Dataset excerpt
···
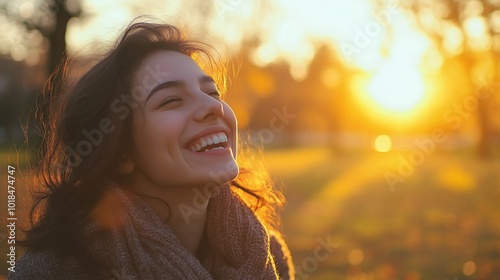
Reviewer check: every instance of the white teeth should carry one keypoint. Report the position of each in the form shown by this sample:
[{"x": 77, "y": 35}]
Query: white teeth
[{"x": 209, "y": 140}]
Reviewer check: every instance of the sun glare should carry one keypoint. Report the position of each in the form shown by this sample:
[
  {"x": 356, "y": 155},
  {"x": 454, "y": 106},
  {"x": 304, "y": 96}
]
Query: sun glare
[
  {"x": 382, "y": 143},
  {"x": 397, "y": 86}
]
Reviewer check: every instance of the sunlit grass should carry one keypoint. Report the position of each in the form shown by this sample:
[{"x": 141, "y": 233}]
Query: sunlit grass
[{"x": 437, "y": 224}]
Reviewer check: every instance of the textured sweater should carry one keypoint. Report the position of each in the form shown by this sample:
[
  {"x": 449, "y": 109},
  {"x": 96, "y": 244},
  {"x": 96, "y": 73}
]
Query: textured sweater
[{"x": 131, "y": 242}]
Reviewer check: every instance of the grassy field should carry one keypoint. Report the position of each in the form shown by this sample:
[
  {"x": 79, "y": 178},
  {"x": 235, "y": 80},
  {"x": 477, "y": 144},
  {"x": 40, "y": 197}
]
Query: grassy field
[
  {"x": 441, "y": 221},
  {"x": 344, "y": 221}
]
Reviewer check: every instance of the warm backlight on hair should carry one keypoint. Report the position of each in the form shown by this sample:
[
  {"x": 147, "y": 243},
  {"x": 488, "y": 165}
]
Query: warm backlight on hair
[{"x": 382, "y": 143}]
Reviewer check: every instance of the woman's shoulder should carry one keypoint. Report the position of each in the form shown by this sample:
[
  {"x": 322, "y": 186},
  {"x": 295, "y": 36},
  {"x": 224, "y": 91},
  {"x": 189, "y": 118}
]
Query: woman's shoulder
[{"x": 43, "y": 265}]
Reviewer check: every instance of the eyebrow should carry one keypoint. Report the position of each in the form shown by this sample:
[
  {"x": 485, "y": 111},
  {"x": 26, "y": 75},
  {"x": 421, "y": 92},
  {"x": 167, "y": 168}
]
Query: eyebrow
[{"x": 177, "y": 84}]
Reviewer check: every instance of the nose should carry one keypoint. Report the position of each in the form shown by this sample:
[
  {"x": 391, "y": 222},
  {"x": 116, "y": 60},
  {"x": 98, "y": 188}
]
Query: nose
[{"x": 208, "y": 108}]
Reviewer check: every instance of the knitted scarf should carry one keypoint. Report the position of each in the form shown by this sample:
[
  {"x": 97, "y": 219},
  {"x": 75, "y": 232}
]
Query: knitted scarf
[{"x": 132, "y": 240}]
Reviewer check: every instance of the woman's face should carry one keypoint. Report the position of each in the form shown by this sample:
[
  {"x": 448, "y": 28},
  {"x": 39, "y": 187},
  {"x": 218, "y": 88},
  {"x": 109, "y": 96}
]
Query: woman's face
[{"x": 183, "y": 133}]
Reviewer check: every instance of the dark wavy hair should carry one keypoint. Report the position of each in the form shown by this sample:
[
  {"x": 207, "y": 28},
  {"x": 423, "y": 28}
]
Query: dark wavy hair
[{"x": 80, "y": 150}]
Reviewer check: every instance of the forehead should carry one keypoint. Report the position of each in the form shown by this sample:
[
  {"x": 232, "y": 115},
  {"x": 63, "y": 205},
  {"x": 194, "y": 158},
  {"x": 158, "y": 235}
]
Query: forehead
[{"x": 165, "y": 66}]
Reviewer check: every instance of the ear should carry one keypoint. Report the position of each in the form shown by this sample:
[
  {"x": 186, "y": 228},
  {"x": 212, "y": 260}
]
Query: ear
[{"x": 126, "y": 165}]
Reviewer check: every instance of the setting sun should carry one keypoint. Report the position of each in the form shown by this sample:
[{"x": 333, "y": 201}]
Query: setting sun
[{"x": 397, "y": 86}]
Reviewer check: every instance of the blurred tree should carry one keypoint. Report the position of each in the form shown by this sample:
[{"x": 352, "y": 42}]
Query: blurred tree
[
  {"x": 47, "y": 17},
  {"x": 468, "y": 30}
]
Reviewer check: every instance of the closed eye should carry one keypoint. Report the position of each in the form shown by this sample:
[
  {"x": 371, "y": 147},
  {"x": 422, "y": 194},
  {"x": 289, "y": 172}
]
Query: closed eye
[{"x": 170, "y": 101}]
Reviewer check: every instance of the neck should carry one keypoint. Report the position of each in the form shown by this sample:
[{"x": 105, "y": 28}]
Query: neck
[{"x": 178, "y": 207}]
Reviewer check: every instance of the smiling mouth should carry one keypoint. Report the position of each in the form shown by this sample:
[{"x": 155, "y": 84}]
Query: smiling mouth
[{"x": 215, "y": 141}]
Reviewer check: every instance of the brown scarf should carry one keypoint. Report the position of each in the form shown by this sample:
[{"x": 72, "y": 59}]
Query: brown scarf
[{"x": 132, "y": 240}]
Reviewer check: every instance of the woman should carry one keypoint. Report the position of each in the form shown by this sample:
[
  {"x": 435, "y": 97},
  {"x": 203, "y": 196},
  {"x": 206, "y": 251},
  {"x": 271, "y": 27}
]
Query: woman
[{"x": 139, "y": 174}]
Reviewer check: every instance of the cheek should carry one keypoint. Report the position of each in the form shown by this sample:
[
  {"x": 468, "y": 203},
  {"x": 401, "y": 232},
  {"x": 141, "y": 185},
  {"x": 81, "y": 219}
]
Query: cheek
[
  {"x": 153, "y": 134},
  {"x": 230, "y": 119}
]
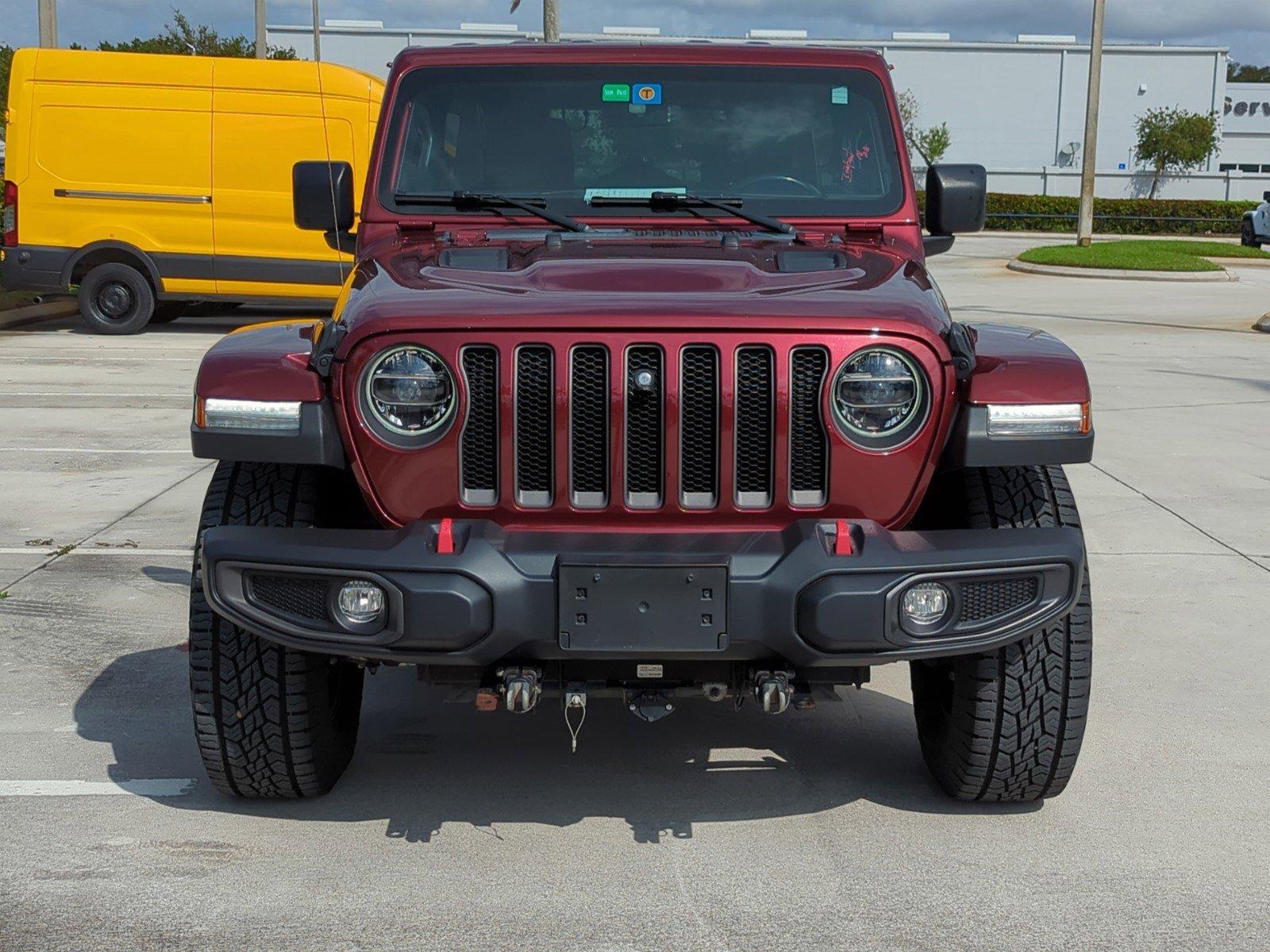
···
> Task details: Select and copy every line of the entries above that contains the word "wavy", treating uppercase and lowercase letters as different.

> Written reply:
Reviewer check: every instance of the dark wavy hair should carry one keypoint. Report the position of each in the form shown by this sample:
Query: dark wavy hair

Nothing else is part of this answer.